Please rewrite the rows from the line containing "query (the noun phrase to segment): grassy" through the end of the rows, with "vertex" replaced by "corner" and nothing else changed.

◆ **Data provided**

** Start **

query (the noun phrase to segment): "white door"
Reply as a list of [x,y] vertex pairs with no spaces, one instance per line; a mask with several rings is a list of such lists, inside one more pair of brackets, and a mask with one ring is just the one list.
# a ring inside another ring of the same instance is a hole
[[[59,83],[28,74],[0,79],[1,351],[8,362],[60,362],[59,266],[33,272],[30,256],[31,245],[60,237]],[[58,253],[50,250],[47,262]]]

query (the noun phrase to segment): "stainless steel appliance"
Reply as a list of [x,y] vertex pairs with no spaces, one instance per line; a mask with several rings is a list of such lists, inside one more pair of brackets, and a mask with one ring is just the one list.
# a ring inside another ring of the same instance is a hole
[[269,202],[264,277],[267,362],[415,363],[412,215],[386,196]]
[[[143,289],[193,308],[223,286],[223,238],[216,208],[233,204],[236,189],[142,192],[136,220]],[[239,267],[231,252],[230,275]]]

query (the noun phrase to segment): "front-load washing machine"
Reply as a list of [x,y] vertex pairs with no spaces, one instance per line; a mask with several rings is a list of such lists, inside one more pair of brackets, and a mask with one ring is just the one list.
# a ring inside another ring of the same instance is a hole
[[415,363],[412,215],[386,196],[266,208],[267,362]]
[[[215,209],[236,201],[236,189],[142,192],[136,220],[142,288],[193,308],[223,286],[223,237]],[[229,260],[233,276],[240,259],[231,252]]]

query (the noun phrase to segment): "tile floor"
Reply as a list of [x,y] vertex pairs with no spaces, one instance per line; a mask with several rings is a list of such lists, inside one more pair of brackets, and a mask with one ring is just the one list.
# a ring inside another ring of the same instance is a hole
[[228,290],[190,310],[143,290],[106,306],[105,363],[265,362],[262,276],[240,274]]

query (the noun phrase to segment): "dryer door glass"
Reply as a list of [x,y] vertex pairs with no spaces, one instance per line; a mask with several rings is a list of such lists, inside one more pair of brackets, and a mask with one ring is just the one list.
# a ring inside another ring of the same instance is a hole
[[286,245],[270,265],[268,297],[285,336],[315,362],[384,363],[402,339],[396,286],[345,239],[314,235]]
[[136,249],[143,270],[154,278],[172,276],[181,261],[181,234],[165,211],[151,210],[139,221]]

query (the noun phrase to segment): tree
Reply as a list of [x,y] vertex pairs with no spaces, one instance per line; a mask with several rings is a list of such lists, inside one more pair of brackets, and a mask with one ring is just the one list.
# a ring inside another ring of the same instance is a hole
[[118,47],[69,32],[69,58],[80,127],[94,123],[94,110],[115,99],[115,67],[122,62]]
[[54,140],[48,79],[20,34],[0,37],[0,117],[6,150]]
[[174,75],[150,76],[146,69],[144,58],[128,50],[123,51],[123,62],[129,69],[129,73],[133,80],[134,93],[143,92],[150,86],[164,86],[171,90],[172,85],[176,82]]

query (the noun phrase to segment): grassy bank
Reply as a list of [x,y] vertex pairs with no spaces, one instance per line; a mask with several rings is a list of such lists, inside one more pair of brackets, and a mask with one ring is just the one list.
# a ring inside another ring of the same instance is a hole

** End **

◆ **Reply**
query (the noun phrase to segment): grassy bank
Reply as a list of [x,y] corner pairs with no spaces, one instance per line; a mask with several rings is a list of such lists, inside one more pair of brackets, and a mask with one ring is just the one list.
# a ring inside another ring of the same instance is a hole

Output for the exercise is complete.